_Request_
Reproduce the listing below, replacing "Where can you see" with "Where is" everywhere it occurs and leaving everything else unchanged. Omit the pictures from your answer.
+++
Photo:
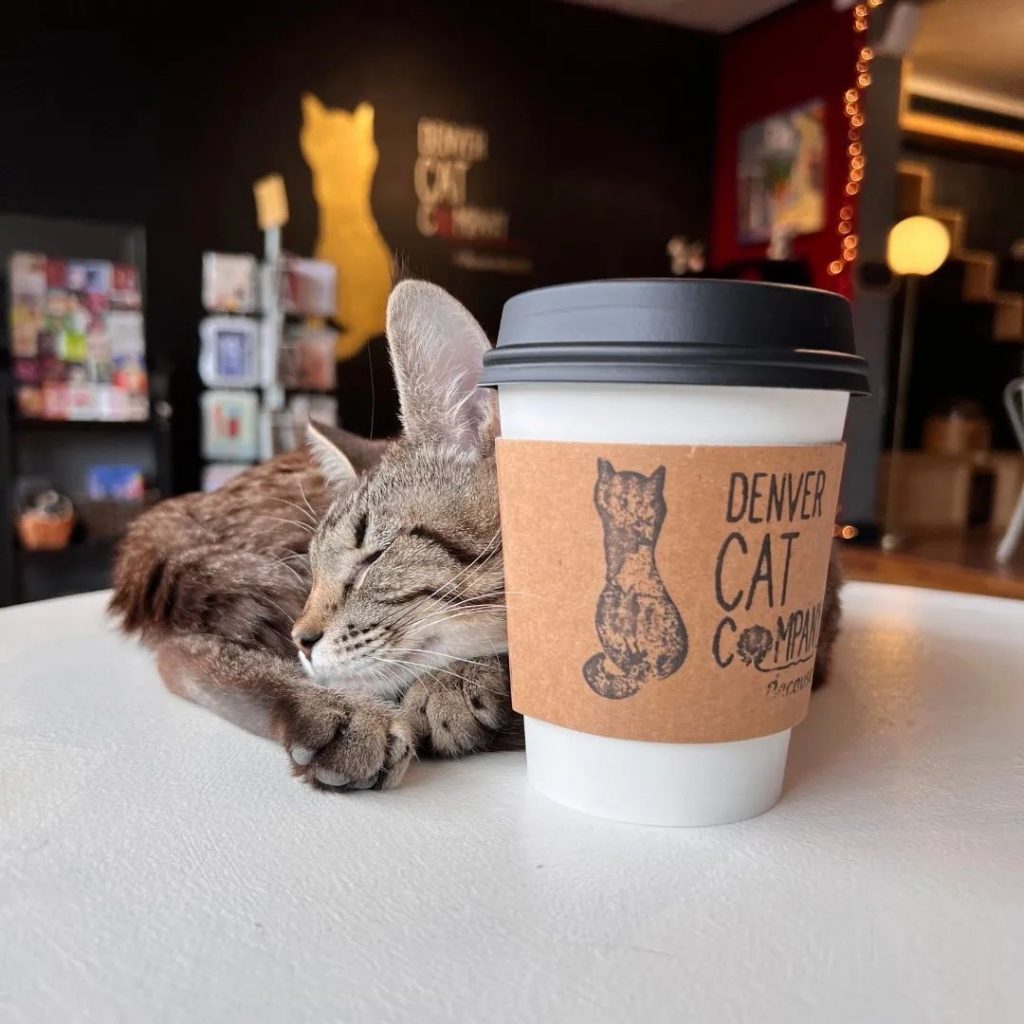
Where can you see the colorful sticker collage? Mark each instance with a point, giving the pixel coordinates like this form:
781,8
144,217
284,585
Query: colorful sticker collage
78,343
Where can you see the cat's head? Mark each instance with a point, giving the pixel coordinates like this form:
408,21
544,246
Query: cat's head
407,564
340,150
630,501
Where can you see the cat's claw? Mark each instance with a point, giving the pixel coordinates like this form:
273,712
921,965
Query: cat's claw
340,743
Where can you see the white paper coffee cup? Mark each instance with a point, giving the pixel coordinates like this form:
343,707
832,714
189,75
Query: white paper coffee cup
624,323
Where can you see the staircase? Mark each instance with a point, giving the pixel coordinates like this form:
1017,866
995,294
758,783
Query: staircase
980,270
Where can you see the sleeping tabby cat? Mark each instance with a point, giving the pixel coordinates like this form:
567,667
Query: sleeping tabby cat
380,561
385,556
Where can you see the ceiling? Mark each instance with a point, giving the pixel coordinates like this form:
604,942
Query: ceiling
708,15
975,44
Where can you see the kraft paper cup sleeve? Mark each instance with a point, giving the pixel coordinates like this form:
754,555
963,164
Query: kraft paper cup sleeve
668,593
+++
_Answer for the task_
Photo:
Where is the colorful sticker collage? Mark each instance with a point, giving the pixel coordinates like this form:
781,8
144,217
284,585
Query: colorful sticker collage
78,343
Where is the cat's head? Mark each instance with a point, giving the pixel coordinates like this form:
408,21
544,246
Query: cat's head
407,564
340,150
630,501
Where is the cat's claw? Mark each instance with a point, giving the pixel coordinates like this form:
273,712
921,965
Query: cat's claw
340,743
Where is the white paper coffee cup? Mark each instance with a point, giving the pixel coordinates like this form:
343,707
832,714
189,75
Query: white paper coffee cup
624,323
Where is the staircase? Mark each instance with a point, giving the pixel coordinates like this form:
1017,866
995,294
758,783
Query: staircase
980,270
Where is the sleeping tabby cat? Mark each instance with a point, giving the pixel coordinates like this form:
567,667
Query: sleeping tabby cat
380,561
385,556
Where is the ceiling? Mark each instance with a point, giving the pixel coordinates like this form:
604,942
Query: ceiling
708,15
975,44
Where is the kraft paper cup sleeve? Mark each instance with a point, giving the pixel coordinates like this form:
754,555
963,164
Query: kraft paper cup sleeve
668,593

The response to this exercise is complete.